# EXCERPTED PASSAGE
╔══
Position-Independent Code (PIC/PIE)

# Compile with PIC (shared library):
aarch64-linux-gnu-gcc -fPIC -shared -o libfoo.so foo.c

# Compile PIE executable (position-independent executable, ASLR-compatible):
aarch64-linux-gnu-gcc -fPIE -pie -o foo foo.c

# Verify: PIE binaries have ET_DYN type, not ET_EXEC:
aarch64-linux-gnu-readelf -h foo | grep Type
# Type: DYN (Position-Independent Executable file)
╚══
# RECORDS SHOWN
╔══
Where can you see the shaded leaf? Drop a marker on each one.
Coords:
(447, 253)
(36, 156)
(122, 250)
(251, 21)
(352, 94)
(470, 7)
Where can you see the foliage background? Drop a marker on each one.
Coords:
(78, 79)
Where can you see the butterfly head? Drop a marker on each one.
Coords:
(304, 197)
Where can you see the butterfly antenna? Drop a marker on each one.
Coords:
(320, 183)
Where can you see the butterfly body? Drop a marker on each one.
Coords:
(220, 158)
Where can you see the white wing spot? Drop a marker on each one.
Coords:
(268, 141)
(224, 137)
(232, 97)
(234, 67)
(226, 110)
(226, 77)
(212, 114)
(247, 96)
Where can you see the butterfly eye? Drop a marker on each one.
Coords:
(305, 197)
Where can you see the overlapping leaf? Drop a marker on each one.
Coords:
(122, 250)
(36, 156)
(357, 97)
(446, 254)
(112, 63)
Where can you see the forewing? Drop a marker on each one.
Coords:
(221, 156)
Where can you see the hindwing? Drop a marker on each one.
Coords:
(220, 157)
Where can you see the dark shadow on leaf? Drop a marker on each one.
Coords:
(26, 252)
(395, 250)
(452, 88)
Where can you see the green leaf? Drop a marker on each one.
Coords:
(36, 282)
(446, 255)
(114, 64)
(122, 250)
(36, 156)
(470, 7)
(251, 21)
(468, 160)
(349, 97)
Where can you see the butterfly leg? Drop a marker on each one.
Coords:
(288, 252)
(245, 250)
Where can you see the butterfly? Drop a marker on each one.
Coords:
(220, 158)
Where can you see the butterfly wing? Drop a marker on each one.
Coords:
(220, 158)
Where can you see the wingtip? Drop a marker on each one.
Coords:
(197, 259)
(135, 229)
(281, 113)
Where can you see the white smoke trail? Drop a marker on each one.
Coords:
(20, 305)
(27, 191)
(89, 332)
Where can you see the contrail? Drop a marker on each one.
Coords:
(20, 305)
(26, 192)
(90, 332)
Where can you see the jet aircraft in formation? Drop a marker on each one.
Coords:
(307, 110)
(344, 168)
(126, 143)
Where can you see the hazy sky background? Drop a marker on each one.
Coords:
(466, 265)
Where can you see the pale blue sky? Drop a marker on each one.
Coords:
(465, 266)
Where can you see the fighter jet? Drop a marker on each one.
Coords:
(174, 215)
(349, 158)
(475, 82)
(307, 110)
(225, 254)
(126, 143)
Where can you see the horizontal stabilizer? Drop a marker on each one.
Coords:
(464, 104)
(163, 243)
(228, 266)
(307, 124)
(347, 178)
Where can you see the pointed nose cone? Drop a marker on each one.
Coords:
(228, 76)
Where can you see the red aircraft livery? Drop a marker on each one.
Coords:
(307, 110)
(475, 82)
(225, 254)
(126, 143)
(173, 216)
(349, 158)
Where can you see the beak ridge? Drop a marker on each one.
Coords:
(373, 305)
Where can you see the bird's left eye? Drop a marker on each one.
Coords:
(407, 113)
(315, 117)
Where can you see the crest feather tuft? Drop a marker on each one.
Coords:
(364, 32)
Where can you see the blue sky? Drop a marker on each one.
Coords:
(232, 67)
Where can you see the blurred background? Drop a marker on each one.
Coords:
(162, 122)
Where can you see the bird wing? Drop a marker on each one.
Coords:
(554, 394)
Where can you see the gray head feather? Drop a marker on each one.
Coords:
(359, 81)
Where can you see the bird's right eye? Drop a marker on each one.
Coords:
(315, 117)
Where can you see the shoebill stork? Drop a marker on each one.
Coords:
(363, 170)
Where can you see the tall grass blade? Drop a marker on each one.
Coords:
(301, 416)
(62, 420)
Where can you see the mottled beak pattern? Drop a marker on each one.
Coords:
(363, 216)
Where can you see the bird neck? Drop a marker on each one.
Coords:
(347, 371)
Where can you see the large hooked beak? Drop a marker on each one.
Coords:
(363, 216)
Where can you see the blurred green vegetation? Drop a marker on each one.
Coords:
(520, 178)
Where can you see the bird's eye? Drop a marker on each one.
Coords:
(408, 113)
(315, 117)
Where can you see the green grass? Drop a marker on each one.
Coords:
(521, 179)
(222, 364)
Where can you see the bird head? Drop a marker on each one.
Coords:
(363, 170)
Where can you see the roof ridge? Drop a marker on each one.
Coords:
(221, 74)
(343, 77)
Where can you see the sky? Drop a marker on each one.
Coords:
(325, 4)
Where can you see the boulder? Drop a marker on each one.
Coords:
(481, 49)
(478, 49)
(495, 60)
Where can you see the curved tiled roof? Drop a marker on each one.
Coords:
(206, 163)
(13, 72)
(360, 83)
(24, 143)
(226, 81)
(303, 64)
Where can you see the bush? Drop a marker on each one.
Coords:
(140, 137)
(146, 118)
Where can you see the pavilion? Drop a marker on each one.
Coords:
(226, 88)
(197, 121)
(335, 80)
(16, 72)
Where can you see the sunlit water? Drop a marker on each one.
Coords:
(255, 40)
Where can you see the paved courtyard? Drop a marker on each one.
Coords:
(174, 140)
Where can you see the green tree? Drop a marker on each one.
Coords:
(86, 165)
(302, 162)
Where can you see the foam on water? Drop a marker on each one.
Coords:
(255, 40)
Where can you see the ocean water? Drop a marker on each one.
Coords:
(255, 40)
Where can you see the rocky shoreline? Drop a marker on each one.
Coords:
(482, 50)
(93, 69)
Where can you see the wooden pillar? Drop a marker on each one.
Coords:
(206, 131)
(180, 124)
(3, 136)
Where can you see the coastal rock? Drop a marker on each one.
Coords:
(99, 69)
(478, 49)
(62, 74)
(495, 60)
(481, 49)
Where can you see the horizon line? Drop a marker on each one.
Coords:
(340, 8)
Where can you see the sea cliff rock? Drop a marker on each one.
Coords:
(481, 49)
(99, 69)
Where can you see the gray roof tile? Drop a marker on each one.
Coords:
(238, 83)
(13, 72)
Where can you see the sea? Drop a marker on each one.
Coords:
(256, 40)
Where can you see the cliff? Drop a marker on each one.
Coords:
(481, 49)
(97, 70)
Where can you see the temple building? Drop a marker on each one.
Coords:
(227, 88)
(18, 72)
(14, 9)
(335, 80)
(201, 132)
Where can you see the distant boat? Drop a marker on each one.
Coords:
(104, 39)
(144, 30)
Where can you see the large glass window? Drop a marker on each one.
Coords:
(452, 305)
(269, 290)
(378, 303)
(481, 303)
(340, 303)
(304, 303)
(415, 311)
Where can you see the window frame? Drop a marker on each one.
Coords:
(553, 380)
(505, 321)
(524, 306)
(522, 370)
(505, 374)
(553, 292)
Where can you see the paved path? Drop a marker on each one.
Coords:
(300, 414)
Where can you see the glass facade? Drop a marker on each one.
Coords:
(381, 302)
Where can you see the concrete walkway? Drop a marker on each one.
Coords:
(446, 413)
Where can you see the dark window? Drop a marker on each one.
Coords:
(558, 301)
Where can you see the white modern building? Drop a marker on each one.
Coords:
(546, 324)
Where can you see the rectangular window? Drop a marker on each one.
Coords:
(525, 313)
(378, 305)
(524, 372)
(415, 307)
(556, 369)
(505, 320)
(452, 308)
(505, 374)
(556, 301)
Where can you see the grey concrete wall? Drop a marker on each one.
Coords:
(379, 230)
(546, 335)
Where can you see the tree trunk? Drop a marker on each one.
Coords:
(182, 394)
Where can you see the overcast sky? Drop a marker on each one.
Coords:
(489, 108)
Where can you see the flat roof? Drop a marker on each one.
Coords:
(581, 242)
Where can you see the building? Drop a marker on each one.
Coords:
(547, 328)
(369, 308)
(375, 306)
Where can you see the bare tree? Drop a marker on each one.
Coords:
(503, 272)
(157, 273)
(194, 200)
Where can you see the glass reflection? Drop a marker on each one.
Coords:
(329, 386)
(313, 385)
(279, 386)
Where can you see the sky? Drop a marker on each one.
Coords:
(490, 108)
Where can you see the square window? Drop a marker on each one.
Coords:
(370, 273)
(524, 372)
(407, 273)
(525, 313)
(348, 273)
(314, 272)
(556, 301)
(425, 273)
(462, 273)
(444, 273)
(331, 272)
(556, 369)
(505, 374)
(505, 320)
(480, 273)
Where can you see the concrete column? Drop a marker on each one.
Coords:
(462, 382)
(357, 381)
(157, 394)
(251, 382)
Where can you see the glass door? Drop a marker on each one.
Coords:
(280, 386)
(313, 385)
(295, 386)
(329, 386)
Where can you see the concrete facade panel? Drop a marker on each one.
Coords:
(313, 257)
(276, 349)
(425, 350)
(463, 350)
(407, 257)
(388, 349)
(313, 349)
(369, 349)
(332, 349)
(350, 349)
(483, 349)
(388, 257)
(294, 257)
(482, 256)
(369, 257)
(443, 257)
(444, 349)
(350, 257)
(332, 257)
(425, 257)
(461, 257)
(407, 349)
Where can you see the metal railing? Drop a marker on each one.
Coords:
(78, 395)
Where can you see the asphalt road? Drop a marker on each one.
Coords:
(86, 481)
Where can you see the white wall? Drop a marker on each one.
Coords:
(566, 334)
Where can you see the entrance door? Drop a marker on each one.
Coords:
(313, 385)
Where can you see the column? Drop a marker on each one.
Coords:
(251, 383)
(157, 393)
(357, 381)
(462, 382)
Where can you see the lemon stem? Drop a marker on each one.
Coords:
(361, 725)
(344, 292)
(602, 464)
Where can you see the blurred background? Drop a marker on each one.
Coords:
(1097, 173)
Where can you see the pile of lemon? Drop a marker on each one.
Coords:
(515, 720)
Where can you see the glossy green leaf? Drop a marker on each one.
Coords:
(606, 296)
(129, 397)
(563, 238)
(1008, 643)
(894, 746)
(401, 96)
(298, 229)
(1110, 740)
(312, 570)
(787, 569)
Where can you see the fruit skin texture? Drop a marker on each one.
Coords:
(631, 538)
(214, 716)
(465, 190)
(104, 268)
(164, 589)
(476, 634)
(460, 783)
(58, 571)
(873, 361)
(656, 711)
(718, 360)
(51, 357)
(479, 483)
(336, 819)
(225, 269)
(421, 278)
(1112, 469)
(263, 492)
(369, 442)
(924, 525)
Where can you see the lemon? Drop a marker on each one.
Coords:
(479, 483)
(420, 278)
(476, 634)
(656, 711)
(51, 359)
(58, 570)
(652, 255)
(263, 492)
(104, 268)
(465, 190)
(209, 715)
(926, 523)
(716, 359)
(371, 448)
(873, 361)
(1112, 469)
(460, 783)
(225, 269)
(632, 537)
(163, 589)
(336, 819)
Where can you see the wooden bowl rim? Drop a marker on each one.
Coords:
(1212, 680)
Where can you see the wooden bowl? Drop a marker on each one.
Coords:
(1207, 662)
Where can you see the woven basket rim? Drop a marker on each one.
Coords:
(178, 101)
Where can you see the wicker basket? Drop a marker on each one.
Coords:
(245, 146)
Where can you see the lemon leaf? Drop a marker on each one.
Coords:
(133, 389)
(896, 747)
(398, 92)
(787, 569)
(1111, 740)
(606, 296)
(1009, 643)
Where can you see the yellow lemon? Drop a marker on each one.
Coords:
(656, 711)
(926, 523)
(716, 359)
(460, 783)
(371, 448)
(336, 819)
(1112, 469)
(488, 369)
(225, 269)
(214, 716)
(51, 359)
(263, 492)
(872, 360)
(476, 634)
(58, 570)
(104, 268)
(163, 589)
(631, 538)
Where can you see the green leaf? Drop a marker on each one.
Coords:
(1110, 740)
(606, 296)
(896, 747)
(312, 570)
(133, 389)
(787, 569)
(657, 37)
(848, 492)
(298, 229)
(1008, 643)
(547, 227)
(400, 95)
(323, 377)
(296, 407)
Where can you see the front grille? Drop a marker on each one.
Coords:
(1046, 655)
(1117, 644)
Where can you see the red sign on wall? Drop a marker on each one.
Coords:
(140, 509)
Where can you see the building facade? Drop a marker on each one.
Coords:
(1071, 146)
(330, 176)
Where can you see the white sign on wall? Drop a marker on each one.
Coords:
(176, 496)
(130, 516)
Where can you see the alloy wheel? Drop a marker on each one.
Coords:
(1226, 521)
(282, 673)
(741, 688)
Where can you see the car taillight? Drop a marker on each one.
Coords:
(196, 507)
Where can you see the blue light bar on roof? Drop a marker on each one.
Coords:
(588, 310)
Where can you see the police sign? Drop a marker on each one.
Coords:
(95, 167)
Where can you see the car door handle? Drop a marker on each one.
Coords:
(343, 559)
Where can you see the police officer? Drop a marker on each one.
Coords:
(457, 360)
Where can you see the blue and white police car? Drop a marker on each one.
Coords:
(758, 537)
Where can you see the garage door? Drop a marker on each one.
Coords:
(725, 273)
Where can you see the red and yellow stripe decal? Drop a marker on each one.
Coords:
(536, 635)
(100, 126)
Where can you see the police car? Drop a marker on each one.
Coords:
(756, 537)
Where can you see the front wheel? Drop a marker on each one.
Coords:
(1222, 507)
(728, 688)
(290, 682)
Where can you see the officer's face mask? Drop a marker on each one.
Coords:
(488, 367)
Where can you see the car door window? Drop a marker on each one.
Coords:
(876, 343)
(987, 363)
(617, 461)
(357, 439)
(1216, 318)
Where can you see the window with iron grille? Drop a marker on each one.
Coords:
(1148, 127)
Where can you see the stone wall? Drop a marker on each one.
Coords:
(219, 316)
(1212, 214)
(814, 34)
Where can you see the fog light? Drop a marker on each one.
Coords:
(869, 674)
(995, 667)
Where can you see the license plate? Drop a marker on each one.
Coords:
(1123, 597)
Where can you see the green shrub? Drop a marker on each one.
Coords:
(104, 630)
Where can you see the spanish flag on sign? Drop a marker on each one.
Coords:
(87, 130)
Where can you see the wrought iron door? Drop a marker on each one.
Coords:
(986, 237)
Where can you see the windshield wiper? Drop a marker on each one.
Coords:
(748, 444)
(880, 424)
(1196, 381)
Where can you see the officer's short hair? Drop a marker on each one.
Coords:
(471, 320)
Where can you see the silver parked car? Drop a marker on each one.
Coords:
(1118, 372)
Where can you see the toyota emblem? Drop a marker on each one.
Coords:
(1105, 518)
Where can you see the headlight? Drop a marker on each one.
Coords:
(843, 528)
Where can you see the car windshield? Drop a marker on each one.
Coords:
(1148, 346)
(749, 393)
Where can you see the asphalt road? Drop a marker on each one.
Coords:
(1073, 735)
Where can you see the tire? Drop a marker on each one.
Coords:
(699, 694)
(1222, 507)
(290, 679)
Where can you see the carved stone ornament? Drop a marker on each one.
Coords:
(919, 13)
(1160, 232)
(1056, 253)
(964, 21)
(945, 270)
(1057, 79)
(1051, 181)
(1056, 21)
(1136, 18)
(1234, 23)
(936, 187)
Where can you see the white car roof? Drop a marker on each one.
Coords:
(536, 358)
╚══
# THINGS TO DO
A – Answer these from the position-independent code notes:
(i) Which two flags does the notes' command pass to compile the shared library libfoo.so?
(ii) Which flags does the command for the PIE executable pass?
(iii) What ELF type do PIE binaries have, according to the notes?
B – The position-independent code notes verify foo by running readelf -h on it and filtering for Type. In one to three sentences, explain why this check shows that foo is a PIE.

# SOLUTION LIST
A –
(i) -fPIC and -shared
(ii) -fPIE and -pie
(iii) ET_DYN (not ET_EXEC)

B – PIE binaries have the ET_DYN type rather than ET_EXEC. The Type line in the ELF header therefore reads "DYN (Position-Independent Executable file)" when foo was built as a PIE.